Set task>
All entries are to be given again verbatim.

Extracted data>

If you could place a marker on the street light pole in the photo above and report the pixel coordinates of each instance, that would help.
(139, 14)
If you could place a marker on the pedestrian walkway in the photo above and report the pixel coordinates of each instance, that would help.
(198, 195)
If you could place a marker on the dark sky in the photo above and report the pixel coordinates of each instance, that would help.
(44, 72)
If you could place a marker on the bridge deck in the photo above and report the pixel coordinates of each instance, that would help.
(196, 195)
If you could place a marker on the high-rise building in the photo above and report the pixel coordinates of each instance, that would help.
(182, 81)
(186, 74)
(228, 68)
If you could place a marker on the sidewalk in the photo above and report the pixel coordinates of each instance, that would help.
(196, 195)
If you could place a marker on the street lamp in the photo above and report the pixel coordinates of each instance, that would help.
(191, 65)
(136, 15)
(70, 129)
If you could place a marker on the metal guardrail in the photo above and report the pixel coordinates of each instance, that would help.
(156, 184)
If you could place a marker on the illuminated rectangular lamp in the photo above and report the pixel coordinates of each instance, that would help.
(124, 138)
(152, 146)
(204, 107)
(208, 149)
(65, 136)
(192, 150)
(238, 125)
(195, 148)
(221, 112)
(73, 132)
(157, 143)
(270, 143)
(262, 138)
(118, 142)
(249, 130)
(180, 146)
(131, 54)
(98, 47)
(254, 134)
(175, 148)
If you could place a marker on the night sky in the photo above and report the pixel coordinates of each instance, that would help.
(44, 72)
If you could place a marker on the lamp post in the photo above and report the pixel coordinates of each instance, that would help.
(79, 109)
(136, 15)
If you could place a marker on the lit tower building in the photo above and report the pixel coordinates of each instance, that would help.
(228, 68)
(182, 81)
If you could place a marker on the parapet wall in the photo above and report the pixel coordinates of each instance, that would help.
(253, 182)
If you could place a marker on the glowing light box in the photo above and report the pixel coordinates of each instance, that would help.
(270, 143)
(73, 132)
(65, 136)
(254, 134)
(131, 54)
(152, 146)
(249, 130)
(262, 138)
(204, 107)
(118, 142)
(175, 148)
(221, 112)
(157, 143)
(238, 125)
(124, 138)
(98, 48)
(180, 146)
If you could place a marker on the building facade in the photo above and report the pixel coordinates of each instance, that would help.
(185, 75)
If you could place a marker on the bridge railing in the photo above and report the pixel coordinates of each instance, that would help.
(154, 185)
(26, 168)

Finished exercise>
If you could place a marker on the street light pole in the photo above and report the pixel coordinates of each instance, that would help.
(139, 14)
If you could place a marker on the pedestrian walkway in the photo above and report the pixel coordinates of each instance, that would help.
(198, 195)
If you could place a marker on the dark sky in the photo above and report the pixel coordinates of each instance, that would help.
(44, 72)
If you could place a marker on the bridge deck in the photo above and report the pixel coordinates of each instance, that would help.
(196, 195)
If you could place a marker on the high-rise building in the photo above and report the pixel coordinates of each instance, that would help.
(182, 81)
(186, 74)
(228, 68)
If you could place a marker on the sidewalk in the photo above and report the pixel coordinates of each instance, that would help.
(196, 195)
If you could place a marker on the street lamp in the photo above and report the pixel coordinates of each instance, that would help.
(191, 65)
(136, 15)
(70, 129)
If you could place a marker on the metal guardrail in the photo above and report the pixel coordinates of each instance, that would help.
(156, 184)
If you could place a marker on the illuminated rectangular lamp in the photo above and report the pixel coordinates of each instance, that would help.
(124, 138)
(152, 146)
(204, 107)
(208, 149)
(65, 136)
(192, 150)
(238, 125)
(195, 148)
(221, 112)
(73, 132)
(157, 143)
(270, 143)
(262, 138)
(118, 142)
(249, 130)
(180, 146)
(131, 54)
(98, 47)
(254, 134)
(175, 148)
If you could place a marker on the night sky in the photo above and report the pixel coordinates of each instance, that would help.
(44, 72)
If you could place a marker on the lamp post in the photo above and report the pixel coordinates of each instance, that would help.
(79, 109)
(136, 15)
If you could place a marker on the lit tower building in the photo above and report the pixel coordinates of each instance, that would help.
(228, 68)
(182, 81)
If you could place a marker on the parapet wall in the photo above and report the pixel coordinates of each instance, that would help.
(253, 182)
If you could place a marker on the glowing light box in the photo above and report the pixel coordinates of each instance, that would help.
(270, 143)
(73, 132)
(65, 136)
(254, 134)
(131, 54)
(152, 146)
(249, 130)
(262, 138)
(204, 107)
(118, 142)
(175, 148)
(221, 112)
(157, 143)
(238, 125)
(124, 138)
(98, 48)
(180, 146)
If you could place a marker on the building facade in the photo above and report the pixel coordinates of each instance, that would help.
(185, 75)
If you could place a marker on the bridge railing in the photo above and report the pixel coordinates of each instance, that would help.
(154, 185)
(26, 168)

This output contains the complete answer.